Excerpted text:

Another issue that source code analysis tools cannot account for are methods for avoiding events such as errors. One type of method used to prevent errors are referred to as ‘cleanser’ subroutines. ‘Cleansers’ assign the variable have a value of zero (0) to avoid various programming related issues when a variable has no value assigned to it. When a source code analysis tool looks at a subroutine, it does not look to any other subroutines called, including ‘cleansers’. While an executed program might not have an error, a source code analysis tool will not see that and report a possible error. There could also be cases where the subroutine returning an error might not be fatal to the entire program due to another condition in the code, but the source code analysis tool will not know to look for that. An otherwise harmless error could also prevent further analysis of the program by the source code analysis tool as it perceives the program might not be operable beyond that point.

A need exists for a method, system, and program for static analysis of source code by simulation of source code execution. The invention performs a simulation of subroutine source code execution while tracking the associated data values in the specific data formation of intervals during the simulation. When the data flow reaches a predetermined event, the data flow can bifurcate to simulate multiple data flow paths while also identifying these as points of interest. These points of interest are recorded during the simulation and relayed to a code analyst as a point of interest along with the results of the simulation.

SUMMARY OF THE INVENTION

The method, system, and program illustrated and described herein have several features, no single one of which is solely responsible for its desirable attributes. Without limiting the scope as expressed by the description that follows, its more prominent features will now be discussed briefly. After considering this discussion, and particularly after reading the section entitled “DETAILED DESCRIPTION OF THE ILLUSTRATIVE EMBODIMENTS” one will understand how the features of the invention provide for the analysis of source code.

The invention is a method, system, and program for static analysis of source code by simulation of source code execution. The invention performs a simulation of subroutine source code execution while tracking the associated data values in the specific data formation of intervals during the simulation. When the data flow reaches a predetermined event, the data flow can bifurcate to simulate multiple data flow paths while also identifying these as points of interest. These points of interest are recorded during the simulation and relayed to a code analyst as a point of interest along with the results of the simulation.

The invention can be used in most computer languages for various forms of event detection, including most error types, weakness in security that make a system vulnerable to external interference, and array balance checking. The first aspect of this invention is it utilizes a special data type called an interval. Intervals are mathematical ranges used for inputs in the simulation. Intervals can be used for any data type. The value of the ranges depends on the original data type. An integer can be converted into a range before the simulation is performed. These ranges can reach from negative infinity to infinity. Secondly, the invention addresses the issue of looping which can greatly reduces the amount of processing time needed to complete the simulation. Most programs have a series of conditional statements that determine which set of instructions are followed for the remainder of the program. The simulator makes a copy of the program simulation up to that point and executes the first choice in the program. It later returns on a subsequent loop and completes the other choice. Another instance that could make a simulation return to an earlier point comes from loop generated not by the simulator but from the program itself. When this occurs, the instructions are repeated again as directed by the source code.

Objective: Resume the patent text above on analyzing source code by simulating its execution, beginning right after its final sentence.

Record extracts:
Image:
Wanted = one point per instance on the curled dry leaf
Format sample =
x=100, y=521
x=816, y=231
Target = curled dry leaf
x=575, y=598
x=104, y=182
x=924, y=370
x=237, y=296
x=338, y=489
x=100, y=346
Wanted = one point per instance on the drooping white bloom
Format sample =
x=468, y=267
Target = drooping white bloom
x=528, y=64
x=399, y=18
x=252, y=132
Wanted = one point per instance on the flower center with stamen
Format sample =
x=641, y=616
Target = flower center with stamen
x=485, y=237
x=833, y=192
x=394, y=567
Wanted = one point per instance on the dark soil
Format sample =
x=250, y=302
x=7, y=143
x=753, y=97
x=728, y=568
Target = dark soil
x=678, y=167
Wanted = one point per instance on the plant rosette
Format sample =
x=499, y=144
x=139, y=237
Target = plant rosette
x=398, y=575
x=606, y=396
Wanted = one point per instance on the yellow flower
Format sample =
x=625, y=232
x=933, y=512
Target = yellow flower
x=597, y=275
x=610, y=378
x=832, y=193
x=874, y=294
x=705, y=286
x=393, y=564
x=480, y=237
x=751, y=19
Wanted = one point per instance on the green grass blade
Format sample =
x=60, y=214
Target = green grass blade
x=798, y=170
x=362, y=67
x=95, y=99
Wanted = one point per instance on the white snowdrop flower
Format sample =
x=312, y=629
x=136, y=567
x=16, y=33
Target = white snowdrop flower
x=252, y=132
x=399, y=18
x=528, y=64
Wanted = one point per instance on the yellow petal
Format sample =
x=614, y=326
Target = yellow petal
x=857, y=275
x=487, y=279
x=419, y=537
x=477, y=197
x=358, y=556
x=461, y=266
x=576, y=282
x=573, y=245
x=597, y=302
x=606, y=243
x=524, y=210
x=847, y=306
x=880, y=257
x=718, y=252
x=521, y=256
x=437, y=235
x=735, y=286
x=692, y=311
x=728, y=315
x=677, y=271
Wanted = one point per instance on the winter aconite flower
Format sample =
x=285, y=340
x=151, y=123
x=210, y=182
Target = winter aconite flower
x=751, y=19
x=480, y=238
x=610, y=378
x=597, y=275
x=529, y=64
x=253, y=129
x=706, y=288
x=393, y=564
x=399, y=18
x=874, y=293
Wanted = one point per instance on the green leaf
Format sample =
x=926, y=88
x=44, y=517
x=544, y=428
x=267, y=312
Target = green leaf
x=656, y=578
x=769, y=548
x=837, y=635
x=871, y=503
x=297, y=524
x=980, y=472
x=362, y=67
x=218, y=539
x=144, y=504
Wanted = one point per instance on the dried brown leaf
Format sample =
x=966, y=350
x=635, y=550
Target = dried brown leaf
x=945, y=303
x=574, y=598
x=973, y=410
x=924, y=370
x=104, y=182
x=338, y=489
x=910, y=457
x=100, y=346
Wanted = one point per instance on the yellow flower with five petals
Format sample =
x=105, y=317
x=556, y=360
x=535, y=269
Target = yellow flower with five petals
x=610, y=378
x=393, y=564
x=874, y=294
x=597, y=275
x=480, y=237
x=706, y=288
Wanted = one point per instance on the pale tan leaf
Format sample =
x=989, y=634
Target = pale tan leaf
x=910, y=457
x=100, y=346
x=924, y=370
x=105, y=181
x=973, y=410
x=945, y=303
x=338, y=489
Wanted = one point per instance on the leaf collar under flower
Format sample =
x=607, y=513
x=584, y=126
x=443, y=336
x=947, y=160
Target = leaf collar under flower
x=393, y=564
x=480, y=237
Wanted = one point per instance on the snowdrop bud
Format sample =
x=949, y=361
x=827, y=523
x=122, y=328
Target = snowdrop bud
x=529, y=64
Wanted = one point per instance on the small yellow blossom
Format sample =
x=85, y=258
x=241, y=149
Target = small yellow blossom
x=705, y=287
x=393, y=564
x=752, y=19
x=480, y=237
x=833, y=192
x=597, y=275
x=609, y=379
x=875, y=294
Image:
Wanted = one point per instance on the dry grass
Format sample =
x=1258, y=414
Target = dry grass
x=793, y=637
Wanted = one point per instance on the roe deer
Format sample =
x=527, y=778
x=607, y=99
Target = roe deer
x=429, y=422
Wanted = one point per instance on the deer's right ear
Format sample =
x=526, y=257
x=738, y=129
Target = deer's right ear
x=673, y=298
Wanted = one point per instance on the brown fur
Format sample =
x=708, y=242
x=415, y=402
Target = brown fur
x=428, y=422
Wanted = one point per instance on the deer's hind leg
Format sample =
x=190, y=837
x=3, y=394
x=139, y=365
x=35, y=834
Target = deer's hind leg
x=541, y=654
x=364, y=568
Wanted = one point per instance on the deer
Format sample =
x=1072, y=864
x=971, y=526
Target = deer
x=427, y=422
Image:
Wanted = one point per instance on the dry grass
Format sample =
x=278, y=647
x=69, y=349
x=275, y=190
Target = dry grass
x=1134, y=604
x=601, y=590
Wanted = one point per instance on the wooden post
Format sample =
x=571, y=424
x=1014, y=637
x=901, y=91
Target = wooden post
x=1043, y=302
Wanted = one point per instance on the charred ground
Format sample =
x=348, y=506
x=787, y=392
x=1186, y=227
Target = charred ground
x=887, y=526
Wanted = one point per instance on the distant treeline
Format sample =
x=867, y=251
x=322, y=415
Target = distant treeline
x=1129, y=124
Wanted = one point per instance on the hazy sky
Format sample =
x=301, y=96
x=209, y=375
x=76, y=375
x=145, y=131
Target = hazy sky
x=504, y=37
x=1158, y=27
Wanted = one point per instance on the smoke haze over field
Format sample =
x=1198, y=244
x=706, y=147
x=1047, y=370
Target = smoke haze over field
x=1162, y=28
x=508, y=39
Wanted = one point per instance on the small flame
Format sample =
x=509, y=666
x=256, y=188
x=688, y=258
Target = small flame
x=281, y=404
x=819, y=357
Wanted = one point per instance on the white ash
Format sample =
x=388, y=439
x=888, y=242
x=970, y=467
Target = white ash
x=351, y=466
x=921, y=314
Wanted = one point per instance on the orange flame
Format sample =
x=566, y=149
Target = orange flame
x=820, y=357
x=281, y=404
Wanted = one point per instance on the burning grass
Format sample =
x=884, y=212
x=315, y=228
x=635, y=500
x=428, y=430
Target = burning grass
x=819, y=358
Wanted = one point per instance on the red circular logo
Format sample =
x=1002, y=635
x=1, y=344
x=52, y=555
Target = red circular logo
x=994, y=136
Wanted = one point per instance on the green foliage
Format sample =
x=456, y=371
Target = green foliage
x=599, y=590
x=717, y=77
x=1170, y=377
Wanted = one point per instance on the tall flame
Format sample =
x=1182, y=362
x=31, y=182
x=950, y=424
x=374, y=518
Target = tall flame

Solved problem:
With both loops and conditional statements that need to be repeated, there could be a potentially infinite number of times the simulation is repeated if the values used were integers. This invention prevents redundant loops from repeating unnecessarily.

A way to prevent the possibility of infinite loops is to end the loop by seeing if the loop has already been accomplished. In this case, the use of a value ranges instead of integers are helpful. When a loop occurs, the simulator will see if the ranges being simulated have already been used. If so, there is no need to repeat the loop.

The preemption of infinite loops can be accomplished in some cases via loop induction. In loop induction, the initial conditions of the first loop are known. When a loop is executed after the first time, the simulator wants to combine all the iterations into one execution. This is possible as most loops are exactly the same. The source code makes might make no material distinction between loop two and loop two thousand in the code. The second time a loop is executed, the range could be from one to infinity. When the next loop is executed, the range might have increased an increment so it is now two to infinity. Since that range has already been analyzed, the rest of the loop can be ignored as it has already been simulated.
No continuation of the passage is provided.